Exercise aim :: Quote every line of the material beneath this one.

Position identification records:
━━━━━━━━━━━━━━━━━━━━━━━━━━━━━━

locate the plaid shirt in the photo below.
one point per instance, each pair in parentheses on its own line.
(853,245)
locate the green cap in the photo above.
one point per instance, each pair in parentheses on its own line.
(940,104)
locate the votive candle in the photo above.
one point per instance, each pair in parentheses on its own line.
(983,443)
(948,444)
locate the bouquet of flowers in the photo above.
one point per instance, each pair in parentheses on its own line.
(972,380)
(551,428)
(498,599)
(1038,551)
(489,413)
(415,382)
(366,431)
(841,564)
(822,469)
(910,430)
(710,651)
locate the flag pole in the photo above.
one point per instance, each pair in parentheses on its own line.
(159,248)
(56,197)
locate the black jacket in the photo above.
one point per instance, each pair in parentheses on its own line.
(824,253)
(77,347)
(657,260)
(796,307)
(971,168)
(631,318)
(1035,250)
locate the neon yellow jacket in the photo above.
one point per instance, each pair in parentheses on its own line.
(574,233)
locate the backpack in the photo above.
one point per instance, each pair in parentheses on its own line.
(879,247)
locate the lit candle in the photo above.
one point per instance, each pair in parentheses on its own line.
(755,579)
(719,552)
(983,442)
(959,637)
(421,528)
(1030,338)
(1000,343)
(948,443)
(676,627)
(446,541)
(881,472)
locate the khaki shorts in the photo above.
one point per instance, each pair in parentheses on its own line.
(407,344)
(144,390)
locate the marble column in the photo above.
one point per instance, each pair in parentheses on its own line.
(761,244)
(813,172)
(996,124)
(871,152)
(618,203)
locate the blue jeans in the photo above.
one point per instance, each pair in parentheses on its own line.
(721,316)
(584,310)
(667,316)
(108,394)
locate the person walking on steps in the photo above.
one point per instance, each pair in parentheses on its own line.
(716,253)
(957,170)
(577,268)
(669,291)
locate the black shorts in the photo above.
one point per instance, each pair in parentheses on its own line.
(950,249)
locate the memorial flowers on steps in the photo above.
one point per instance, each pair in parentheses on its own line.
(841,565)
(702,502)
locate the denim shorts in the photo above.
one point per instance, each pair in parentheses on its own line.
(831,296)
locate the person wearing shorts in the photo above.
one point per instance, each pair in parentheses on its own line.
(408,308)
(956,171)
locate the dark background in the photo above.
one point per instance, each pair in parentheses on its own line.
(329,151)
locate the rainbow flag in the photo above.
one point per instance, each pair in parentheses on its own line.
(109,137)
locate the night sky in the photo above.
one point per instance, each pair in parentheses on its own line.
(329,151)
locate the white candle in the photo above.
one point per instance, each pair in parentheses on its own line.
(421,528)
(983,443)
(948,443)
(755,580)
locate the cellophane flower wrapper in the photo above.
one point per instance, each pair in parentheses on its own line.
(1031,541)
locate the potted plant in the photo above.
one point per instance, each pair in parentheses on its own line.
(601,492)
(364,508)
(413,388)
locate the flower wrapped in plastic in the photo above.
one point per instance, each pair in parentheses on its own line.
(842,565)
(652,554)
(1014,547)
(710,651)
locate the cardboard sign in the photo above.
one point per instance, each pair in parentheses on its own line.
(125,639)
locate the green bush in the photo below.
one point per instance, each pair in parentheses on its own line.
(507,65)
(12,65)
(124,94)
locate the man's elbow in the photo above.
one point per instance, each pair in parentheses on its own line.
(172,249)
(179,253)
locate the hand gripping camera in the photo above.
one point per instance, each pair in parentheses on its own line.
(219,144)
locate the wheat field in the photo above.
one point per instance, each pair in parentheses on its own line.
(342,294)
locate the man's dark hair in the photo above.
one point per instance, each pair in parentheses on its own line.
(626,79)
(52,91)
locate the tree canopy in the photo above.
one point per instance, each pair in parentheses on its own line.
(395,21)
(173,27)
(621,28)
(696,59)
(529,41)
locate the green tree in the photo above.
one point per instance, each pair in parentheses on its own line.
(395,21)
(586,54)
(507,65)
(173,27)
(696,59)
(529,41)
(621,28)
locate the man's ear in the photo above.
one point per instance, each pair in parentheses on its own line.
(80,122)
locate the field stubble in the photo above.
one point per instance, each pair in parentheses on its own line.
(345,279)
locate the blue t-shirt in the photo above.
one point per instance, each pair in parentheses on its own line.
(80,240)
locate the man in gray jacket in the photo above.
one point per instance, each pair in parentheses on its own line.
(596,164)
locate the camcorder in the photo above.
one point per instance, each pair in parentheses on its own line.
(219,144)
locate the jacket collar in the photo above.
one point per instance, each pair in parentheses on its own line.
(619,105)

━━━━━━━━━━━━━━━━━━━━━━━━━━━━━━

Written solution ::
locate the plaid shirt in the photo below.
one point per instance, each pair in parentheses on its own line.
(853,245)
locate the green cap in the photo above.
one point per instance, each pair in parentheses on its own line.
(940,104)
locate the votive candle in the photo above.
one point per instance, each pair in parentheses on its own line.
(983,443)
(948,444)
locate the bouquet of flowers in the photo above.
one point per instance, each pair in parentheses on its own line.
(972,380)
(551,428)
(498,599)
(1038,551)
(489,413)
(415,382)
(366,431)
(841,564)
(822,469)
(910,430)
(710,651)
locate the flag pole in the photo above.
one point per instance, each pair in parentheses on its own line.
(159,248)
(56,197)
locate the black jacket in the photo above.
one point per instance, each pair in parentheses on its own line.
(824,253)
(77,347)
(657,260)
(796,307)
(971,168)
(631,318)
(1035,250)
locate the neon yellow jacket in the photo above.
one point per instance, each pair in parentheses on its own line.
(574,233)
locate the backpack in the photo above.
one point per instance, each pair in parentheses on its own line.
(879,247)
locate the lit candle in the photo above.
one point per instance, each pair in parentheses on its own line.
(755,579)
(719,552)
(983,442)
(959,637)
(421,528)
(1030,338)
(1000,343)
(948,443)
(676,627)
(446,541)
(881,472)
locate the khaki shorts in the photo above.
one point per instance, each pair in parentheses on its own line.
(407,344)
(144,390)
locate the marble column in the photo above.
one point per instance, each pair in parentheses on its own line.
(761,244)
(813,172)
(996,124)
(871,152)
(618,203)
locate the blue jeans in the photo above.
one point per instance, each pair in parentheses on its own line.
(721,316)
(584,310)
(667,316)
(108,394)
locate the person walking on steps in the photo above.
one point per instance, each pair in parentheses on its own line.
(716,253)
(957,170)
(577,268)
(669,291)
locate the black shorts in the photo above.
one point per instance, each pair in parentheses on its own line.
(950,249)
locate the memorial flowers on steps in the photo above.
one point per instance, each pair in parentheses on its own line.
(841,565)
(702,502)
locate the denim shorts in the photo above.
one point per instance, each pair in parentheses on its own line.
(831,296)
locate the person wearing shorts in the photo above.
one point per instance, each pair in parentheses on its own line.
(408,308)
(956,171)
locate the dark background in the photo above.
one point per instance, each pair in parentheses on its own line.
(329,151)
locate the rainbow flag in the photo above.
one point per instance, each pair in parentheses on its own line.
(109,137)
locate the night sky in the photo above.
one point per instance, each pair in parentheses on its own line.
(329,151)
locate the white candle in the photo above.
one point per instance, each pair in parentheses on its own line.
(421,528)
(983,443)
(948,443)
(755,580)
locate the cellophane flower wrapper in the photo above.
one point per instance, each pair in parentheses on its own line.
(1031,541)
locate the potted plant in the photo above.
one point per instance, each pair in parentheses on its own line.
(601,492)
(364,508)
(413,388)
locate the flower wrapped in plastic in the photo above.
one point per instance, each pair in parentheses on its own line.
(842,565)
(652,554)
(1014,547)
(710,651)
locate the cardboard sign in the photo above.
one point per instance, each pair in parentheses on its own line.
(125,639)
locate the green bush in the photo below.
one point per instance, each pair in parentheses on its own line.
(507,65)
(12,65)
(124,94)
locate the man's elbow in the photo above.
one point per instance, each pair in parentheses on its own line.
(172,249)
(179,253)
locate the hand gripping camera in the photo above.
one point per instance, each pair in parentheses on its own line.
(219,144)
locate the wheat field in the photo above.
one point per instance, each pair in parentheses on its own line.
(342,294)
locate the man's dark hair in the photo above.
one point per instance, each pair in parentheses on its own line.
(626,79)
(52,91)
locate the tree canopy in the photo above.
one point per instance, each pair in parentheses on its own line.
(395,21)
(173,27)
(621,28)
(696,59)
(529,41)
locate the green tree in the photo above.
one point per instance, each pair in parentheses on its own line.
(395,21)
(586,54)
(507,65)
(173,27)
(696,59)
(529,41)
(621,28)
locate the man's ear in the photo above.
one point per instance, each pair in parentheses on its own line.
(80,122)
locate the field stubble in the photo above.
one point per instance, each pair in parentheses on its own line.
(345,279)
locate the blue t-shirt in the photo above.
one point per instance, each pair in parentheses on its own line.
(80,240)
locate the man in gray jacket in the photo above.
one point per instance, each pair in parentheses on its own line.
(596,164)
locate the camcorder in the photo above.
one point per instance, each pair in parentheses on its own line.
(219,144)
locate the jacket collar in the photo above.
one point per instance, each pair in parentheses on its own line.
(619,105)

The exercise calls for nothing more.